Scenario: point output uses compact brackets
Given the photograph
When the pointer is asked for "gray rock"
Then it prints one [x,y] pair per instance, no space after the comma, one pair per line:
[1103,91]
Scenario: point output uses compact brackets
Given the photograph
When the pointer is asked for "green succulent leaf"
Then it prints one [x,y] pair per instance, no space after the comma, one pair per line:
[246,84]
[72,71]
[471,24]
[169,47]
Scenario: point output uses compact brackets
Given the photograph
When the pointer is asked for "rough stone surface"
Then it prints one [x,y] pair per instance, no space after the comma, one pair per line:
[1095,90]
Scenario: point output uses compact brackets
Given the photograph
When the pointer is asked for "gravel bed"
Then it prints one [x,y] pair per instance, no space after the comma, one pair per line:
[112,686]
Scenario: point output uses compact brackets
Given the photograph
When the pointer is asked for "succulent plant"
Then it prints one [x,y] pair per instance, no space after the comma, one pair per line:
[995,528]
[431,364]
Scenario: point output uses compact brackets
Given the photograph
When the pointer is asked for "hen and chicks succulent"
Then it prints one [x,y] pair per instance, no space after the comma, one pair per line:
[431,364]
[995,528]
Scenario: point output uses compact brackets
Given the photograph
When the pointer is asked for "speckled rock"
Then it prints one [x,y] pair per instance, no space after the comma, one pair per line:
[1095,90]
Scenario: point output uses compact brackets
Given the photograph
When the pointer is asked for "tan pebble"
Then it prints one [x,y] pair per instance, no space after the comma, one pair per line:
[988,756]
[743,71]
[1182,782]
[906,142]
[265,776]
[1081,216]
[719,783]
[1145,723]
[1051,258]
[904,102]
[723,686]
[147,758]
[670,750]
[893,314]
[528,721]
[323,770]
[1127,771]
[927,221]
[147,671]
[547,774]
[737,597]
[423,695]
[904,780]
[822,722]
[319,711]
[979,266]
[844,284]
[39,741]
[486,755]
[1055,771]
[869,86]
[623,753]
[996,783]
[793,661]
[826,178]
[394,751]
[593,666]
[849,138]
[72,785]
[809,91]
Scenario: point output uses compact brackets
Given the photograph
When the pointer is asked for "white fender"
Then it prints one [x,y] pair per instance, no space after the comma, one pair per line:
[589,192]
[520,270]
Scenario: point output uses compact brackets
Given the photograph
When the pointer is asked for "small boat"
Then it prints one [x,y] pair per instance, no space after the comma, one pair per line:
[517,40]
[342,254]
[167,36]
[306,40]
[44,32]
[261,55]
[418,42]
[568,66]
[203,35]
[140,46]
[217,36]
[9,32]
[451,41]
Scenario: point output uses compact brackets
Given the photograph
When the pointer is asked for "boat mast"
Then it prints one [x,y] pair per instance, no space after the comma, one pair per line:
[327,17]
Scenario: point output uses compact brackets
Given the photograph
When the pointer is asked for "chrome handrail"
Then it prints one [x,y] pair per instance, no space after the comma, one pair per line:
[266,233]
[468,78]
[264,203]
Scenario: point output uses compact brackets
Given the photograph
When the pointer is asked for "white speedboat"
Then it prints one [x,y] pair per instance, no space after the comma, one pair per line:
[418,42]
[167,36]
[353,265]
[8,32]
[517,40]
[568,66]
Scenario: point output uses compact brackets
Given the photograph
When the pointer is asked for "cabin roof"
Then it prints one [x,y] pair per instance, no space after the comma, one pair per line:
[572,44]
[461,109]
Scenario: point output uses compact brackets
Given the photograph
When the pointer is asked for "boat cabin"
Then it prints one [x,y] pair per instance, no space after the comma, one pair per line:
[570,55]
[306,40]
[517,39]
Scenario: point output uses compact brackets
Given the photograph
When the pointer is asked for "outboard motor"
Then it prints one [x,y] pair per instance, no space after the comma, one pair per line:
+===+
> Problem details: What lines in the listing above contain the word "white"? Show each one.

> Solution:
When the pointer is asked for "white fender"
When the pointer is asked for "white speedboat"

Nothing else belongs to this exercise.